● GESTELLTE AUFGABE A
Gib die Zeilen der Auflistung unverändert wieder, beginnend mit der Zeile, die „Where can the ear“ enthält, und endend mit der Zeile, die „x=131, y=201“ enthält, beide Zeilen eingeschlossen.

═════ AUSGEWÄHLTER AUSZUG

3. Ausübung des Widerrufsrechts

Bislang war es deutschen Verbrauchern möglich, ihr Widerrufsrecht schriftlich oder durch Rücksendung der Ware auszuüben. Dieses ändert sich nunmehr in der Gestalt, als dass künftig der Widerruf durch den Verbraucher ausdrücklich erklärt werden muss. Dabei wird es dem Verbraucher jedoch erleichtert, diese Erklärung gegenüber dem Unternehmer abzugeben, da das Formerfordernis hierfür entfällt. War es dem Verbraucher zuvor nur möglich, den Widerruf in Textform abzugeben, reicht nach der Änderung nun auch ein Telefonanruf.

Die bloße Rücksendung der Ware, ohne weiteren Kommentar durch den Verbraucher, reicht jedoch zur Ausübung des gesetzlichen Widerrufsrechts nicht mehr aus.

Zudem ist neu hinzugekommen, dass der Unternehmer den Verbraucher stets darüber zu informieren hat, wie er sein Widerrufsrecht ausüben kann. Ferner muss der Verbraucher dem Unternehmer ein vom Gesetzgeber erstelltes Muster zur Widerrufserklärung zur Verfügung stellen. Dieses Muster kann der Verbraucher zur Ausübung seines Widerrufs nutzen und an den Unternehmer schicken; er ist aber nicht zu dessen Nutzung verpflichtet.

4. Erlöschen des Widerrufsrechts

War es unter der bisherigen Gesetzeslage möglich, dass bei falscher oder mangelhafter Widerrufsbelehrung dem Verbraucher ein „unendliches“ Widerrufsrecht zustand, ist dieses nun zeitlich in jedem Fall begrenzt. Künftig soll das Widerrufsrecht des Verbrauchers 1 Jahr nach Ablauf der gesetzlichen 14-Tage-Frist erlöschen, auch wenn die Widerrufsbelehrung falsch oder nicht erteilt wurde. Mit dieser Regelung sollen auch für Online-Händler nunmehr Altfälle spätestens nach einem Jahr abgeschlossen werden können.

══════════
═════ EINTRÄGE DER AUFLISTUNG

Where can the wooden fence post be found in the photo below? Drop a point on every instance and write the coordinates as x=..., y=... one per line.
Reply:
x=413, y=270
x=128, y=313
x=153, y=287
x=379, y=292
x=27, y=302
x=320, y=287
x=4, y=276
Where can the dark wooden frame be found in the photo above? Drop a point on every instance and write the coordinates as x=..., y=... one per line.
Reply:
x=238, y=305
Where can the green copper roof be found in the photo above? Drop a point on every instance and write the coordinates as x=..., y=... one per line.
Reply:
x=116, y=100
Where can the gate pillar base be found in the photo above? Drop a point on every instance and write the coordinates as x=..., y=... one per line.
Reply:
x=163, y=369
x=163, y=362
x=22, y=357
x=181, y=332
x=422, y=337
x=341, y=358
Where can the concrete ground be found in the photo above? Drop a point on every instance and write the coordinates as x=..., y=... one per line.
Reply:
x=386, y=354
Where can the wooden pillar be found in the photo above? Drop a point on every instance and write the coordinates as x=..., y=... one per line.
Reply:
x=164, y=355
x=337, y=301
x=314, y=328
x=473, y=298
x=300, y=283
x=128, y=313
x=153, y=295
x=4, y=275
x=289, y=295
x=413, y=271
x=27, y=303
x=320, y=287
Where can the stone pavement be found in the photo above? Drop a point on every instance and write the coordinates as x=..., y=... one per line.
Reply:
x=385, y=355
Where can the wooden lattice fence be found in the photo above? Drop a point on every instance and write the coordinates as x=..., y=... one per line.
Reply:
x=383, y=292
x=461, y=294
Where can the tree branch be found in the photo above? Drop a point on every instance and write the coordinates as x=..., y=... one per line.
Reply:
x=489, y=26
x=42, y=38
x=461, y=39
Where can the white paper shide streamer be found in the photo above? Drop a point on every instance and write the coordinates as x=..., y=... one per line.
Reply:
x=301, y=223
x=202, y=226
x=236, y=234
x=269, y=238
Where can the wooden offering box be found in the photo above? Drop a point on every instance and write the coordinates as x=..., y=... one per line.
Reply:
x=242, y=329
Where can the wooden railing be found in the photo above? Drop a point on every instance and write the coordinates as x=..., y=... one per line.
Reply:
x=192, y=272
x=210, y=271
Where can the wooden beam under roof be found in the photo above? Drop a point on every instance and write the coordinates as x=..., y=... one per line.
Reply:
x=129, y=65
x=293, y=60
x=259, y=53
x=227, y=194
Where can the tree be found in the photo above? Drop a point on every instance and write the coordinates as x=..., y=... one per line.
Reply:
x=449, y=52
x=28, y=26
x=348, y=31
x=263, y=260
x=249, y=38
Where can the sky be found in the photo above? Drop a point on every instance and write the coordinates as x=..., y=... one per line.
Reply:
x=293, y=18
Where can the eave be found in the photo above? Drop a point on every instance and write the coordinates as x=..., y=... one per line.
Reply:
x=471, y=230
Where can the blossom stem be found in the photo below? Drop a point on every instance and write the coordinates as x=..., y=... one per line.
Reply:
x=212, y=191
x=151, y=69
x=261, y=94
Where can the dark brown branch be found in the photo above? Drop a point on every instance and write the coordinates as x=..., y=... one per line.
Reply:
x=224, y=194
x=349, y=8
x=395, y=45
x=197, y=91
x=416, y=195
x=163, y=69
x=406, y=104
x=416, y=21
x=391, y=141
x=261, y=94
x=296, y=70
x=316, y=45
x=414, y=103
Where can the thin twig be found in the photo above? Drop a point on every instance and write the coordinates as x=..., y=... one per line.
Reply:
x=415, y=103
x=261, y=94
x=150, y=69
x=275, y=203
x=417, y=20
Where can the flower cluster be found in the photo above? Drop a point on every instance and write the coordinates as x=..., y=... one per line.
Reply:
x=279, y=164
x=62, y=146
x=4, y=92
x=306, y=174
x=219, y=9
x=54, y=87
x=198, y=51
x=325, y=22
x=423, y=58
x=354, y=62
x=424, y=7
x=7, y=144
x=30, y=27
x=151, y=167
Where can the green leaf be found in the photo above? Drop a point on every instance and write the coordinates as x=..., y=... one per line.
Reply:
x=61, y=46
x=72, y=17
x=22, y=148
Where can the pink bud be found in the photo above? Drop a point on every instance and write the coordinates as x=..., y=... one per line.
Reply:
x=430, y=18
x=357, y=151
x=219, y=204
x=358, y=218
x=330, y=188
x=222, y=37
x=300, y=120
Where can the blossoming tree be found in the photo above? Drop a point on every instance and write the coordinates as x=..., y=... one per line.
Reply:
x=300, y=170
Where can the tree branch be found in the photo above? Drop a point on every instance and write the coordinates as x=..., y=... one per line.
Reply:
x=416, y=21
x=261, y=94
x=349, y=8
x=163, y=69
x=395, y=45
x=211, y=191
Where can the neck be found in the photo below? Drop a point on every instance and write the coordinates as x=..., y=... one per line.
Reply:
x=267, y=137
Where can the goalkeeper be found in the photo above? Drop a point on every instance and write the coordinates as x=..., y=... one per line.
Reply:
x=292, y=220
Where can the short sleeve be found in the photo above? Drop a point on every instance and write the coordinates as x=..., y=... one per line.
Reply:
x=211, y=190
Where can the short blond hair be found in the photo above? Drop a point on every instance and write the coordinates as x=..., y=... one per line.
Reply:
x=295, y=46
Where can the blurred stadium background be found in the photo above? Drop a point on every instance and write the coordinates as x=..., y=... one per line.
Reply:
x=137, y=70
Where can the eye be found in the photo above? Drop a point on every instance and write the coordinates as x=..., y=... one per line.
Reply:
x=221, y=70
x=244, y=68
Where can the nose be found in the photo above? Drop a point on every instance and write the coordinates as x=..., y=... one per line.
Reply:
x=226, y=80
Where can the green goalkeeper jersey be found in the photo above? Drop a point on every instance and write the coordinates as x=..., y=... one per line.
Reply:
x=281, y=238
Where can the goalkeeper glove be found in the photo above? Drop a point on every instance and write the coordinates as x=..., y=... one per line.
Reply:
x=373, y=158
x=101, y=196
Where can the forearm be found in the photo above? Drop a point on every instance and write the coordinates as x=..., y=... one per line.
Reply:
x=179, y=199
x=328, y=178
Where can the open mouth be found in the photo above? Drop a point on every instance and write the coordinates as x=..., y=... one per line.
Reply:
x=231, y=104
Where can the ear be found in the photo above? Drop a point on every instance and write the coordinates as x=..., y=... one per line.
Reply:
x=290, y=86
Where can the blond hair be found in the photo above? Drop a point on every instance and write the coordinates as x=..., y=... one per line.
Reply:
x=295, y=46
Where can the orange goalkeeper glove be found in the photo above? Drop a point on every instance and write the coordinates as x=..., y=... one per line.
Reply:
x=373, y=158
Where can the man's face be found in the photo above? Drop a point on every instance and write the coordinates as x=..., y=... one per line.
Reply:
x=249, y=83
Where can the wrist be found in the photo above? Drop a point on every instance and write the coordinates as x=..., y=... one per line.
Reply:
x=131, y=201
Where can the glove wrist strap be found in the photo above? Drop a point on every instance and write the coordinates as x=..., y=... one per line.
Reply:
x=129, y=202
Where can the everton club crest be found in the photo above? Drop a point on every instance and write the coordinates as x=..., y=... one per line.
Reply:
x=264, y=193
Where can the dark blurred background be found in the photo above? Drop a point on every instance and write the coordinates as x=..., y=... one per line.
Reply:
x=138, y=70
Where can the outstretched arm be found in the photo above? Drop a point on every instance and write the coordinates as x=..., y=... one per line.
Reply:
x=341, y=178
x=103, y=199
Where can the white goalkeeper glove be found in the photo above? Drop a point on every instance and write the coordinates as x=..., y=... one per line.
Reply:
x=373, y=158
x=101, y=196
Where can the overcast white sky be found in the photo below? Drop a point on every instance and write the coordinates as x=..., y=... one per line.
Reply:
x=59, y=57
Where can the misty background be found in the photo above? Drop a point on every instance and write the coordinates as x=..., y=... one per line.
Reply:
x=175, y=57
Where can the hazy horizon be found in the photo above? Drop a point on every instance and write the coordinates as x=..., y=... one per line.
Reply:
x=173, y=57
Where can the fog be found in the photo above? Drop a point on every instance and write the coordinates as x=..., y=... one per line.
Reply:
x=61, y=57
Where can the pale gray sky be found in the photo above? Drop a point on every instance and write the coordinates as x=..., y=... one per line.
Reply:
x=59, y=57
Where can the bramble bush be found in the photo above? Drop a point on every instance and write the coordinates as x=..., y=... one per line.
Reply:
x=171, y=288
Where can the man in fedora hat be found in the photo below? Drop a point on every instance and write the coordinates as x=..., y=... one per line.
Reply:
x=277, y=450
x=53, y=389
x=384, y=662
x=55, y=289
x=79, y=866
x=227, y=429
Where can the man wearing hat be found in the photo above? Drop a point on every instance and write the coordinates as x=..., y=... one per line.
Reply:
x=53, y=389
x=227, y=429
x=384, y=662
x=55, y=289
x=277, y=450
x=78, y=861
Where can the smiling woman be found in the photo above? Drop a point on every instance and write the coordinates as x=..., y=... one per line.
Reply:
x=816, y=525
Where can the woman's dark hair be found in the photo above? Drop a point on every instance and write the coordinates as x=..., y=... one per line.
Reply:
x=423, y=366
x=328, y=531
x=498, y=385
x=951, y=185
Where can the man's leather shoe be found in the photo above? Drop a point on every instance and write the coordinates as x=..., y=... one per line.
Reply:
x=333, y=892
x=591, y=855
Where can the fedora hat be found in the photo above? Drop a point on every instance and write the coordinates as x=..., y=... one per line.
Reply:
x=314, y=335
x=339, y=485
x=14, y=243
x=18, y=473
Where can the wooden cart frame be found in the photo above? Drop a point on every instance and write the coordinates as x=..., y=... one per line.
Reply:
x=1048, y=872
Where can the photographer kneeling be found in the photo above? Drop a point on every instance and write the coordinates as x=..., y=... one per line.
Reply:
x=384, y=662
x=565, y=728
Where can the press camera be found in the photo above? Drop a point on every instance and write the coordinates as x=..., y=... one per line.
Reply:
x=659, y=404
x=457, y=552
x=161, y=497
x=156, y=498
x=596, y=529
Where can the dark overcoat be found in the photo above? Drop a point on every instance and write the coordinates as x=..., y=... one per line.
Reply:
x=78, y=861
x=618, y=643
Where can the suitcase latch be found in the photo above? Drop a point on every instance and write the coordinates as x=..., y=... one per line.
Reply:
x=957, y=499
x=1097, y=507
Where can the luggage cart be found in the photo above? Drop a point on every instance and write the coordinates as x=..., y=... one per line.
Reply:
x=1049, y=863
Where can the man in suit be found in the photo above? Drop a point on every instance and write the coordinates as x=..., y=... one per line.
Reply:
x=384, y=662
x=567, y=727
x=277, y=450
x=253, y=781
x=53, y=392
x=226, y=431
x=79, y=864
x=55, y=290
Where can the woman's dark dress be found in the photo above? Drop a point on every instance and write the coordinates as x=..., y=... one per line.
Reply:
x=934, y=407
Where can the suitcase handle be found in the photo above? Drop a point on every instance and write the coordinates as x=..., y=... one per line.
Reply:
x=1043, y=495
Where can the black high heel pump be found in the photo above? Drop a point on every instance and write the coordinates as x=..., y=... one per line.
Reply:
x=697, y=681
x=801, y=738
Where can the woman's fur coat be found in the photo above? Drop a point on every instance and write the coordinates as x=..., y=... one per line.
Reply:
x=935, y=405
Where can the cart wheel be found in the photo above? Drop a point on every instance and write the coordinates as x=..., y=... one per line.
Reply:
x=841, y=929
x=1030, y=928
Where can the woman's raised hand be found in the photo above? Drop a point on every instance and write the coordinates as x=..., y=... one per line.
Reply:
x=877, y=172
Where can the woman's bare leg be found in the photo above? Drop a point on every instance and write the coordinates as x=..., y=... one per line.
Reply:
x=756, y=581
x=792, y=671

══════════

● GESTELLTE AUFGABE B
Führe den Text über das Widerrufsrecht im Anschluss an seinen letzten Satz weiter.

● ANTWORT A
Where can the ear be found in the photo above? Drop a point on every instance and write the coordinates as x=..., y=... one per line.
Reply:
x=290, y=86
Where can the blond hair be found in the photo above? Drop a point on every instance and write the coordinates as x=..., y=... one per line.
Reply:
x=295, y=46
Where can the orange goalkeeper glove be found in the photo above? Drop a point on every instance and write the coordinates as x=..., y=... one per line.
Reply:
x=373, y=158
Where can the man's face be found in the photo above? Drop a point on every instance and write the coordinates as x=..., y=... one per line.
Reply:
x=249, y=83
Where can the wrist be found in the photo above? Drop a point on every instance and write the coordinates as x=..., y=... one per line.
Reply:
x=131, y=201

● ANTWORT B
5. Neuregelung der Ausnahmen

Bereits in der bestehenden gesetzlichen Regelung zum Widerrufsrecht finden sich verschiedene Ausnahmen vom generellen Statut der Widerrufsrechte. Mit Änderung zum 13.06.2014 werden auch die Ausnahmen reformiert.

Es sollen nunmehr vom Widerrufsrecht ausgeschlossen sein:

– Versiegelte Waren, die aus Gründen des Gesundheitsschutzes oder der Hygiene nicht zur Rückgabe geeignet sind, wenn ihre Versiegelung nach der Lieferung entfernt wurde,

– Verträge zur Lieferung von Waren, wenn diese nach der Lieferung aufgrund ihrer Beschaffenheit untrennbar mit anderen Gütern vermischt wurden,

– Verträge zur Lieferung alkoholischer Getränke, deren Preis bei Vertragsschluss vereinbart wurde, die aber frühestens 30 Tage nach Vertragsschluss geliefert werden können und deren aktueller Wert von Schwankungen auf dem Markt abhängt, auf die der Unternehmer keinen Einfluss hat.

Diese Neuerungen bei den Ausnahmen vom Widerrufsrecht sind insbesondere für die Händler interessant, welche Sachen für den äußerst privaten und intimen Bereich vertreiben, da in diesen Fällen nunmehr kein Widerrufsrecht bestehen soll.

6. Deckelung der Hinsendekosten

Sind nach der bestehenden Gesetzeslage die Unternehmer im Falle des wirksamen Widerrufs der Verbraucher verpflichtet, die Kosten der Hinsendung der Waren vollständig zu übernehmen, werden diese nach der Novellierung nunmehr gedeckelt.

So war es früher unter Umständen möglich, dass der Verbraucher auch bei Express- und/oder Nachnahmelieferungen zusätzliche Kosten verursachte, welche der Unternehmer im Falle des Widerrufs zu erstatten hatte. Nach der Neuregelung werden nur noch die Kosten der „normalen“ Hinsendung, sprich die günstigsten Versandkosten, erstattet.

7. Kosten der Rücksendung

Bislang galt im deutschen Recht die sogenannte 40-Euro-Regelung. Demnach konnten Unternehmer mit ihren Kunden vereinbaren, dass die Rücksendekosten bei einem Warenwert von unter 40,00 EUR durch den Verbraucher zu tragen waren, was meistens in den Allgemeinen Geschäftsbedingungen geregelt war. Diese Regelung ist nunmehr vollständig aufgehoben worden und die Verbraucher müssen nunmehr immer die Kosten der Rücksendung, unabhängig vom Warenwert, tragen, wenn sie über diesen Umstand vor Vertragsschluss informiert wurden.

Allerdings bleibt es den Unternehmen natürlich unbenommen, die Kosten der Rücksendung der Waren im Falle des Widerrufs für die Verbraucher freiwillig zu übernehmen.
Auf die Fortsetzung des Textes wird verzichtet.